Transcribe the data below verbatim from the line with "Find the black shoulder strap" to the line with "Find the woman with black glasses". Include both of those lines.

=== Given information ===
★ ★ ★ ★ ★

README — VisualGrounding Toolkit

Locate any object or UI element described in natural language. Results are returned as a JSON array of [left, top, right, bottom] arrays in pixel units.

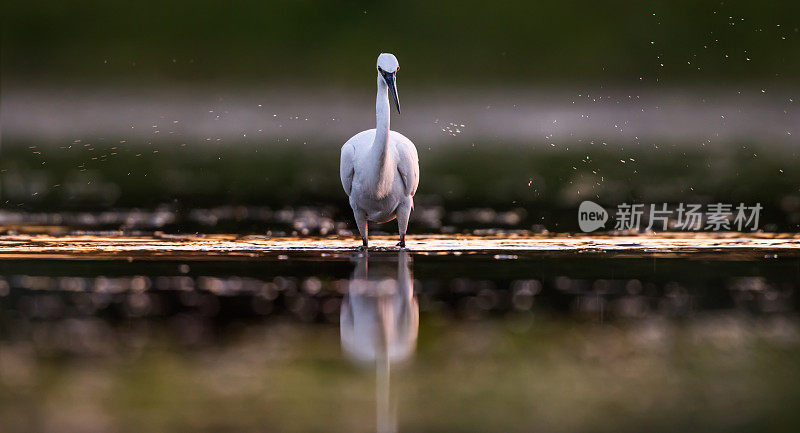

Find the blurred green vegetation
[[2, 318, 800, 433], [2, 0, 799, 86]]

★ ★ ★ ★ ★

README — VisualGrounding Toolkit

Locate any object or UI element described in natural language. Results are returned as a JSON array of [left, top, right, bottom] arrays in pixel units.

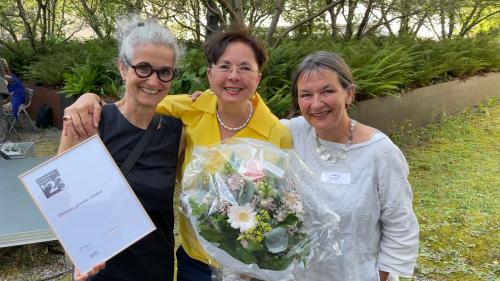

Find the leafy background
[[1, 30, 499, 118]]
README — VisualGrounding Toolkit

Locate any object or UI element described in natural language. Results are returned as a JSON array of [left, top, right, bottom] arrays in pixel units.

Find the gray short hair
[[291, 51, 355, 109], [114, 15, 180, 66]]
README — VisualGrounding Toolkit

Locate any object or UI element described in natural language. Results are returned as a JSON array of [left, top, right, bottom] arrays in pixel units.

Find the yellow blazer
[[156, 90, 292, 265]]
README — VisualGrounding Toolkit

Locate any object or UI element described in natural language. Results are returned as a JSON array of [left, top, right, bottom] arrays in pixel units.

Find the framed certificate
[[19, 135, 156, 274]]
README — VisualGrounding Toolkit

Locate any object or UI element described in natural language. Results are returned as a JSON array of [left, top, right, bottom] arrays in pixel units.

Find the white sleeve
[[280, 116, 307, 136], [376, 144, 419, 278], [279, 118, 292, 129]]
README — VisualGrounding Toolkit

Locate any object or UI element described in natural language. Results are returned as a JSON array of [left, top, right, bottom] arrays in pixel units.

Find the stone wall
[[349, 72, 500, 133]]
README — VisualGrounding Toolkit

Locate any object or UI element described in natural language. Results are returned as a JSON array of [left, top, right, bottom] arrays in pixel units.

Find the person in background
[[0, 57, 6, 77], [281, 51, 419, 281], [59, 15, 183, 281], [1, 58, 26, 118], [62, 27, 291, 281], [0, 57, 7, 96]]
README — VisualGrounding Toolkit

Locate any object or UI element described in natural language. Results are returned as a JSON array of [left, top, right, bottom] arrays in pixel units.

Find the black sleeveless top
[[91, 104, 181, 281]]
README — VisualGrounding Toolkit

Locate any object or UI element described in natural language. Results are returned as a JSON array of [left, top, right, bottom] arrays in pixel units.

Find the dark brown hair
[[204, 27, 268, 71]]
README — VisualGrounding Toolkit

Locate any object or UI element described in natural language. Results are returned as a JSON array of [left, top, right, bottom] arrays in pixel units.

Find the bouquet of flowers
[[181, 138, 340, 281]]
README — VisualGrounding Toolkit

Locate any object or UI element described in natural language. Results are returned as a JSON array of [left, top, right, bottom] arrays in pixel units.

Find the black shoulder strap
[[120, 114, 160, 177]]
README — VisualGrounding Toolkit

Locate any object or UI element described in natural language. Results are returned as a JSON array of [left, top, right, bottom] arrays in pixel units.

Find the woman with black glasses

★ ★ ★ ★ ★

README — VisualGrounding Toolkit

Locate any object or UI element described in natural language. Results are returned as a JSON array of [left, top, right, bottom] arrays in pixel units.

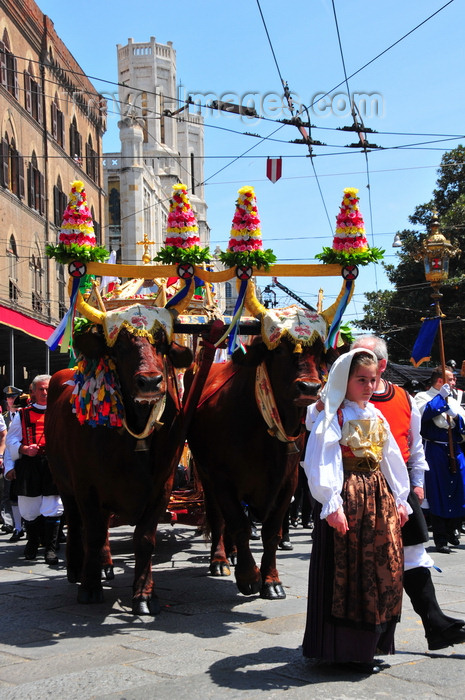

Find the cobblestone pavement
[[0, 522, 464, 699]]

★ ★ ★ ★ ★

=== Expected answer ===
Find the black shoulder strap
[[120, 114, 160, 177]]
README — VisualGrounding Toolkit

Locate any object or UI element described in natural language. Results are returned as a JSON array of [left, top, right, bottom] arrays in pixel units.

Find the woman with black glasses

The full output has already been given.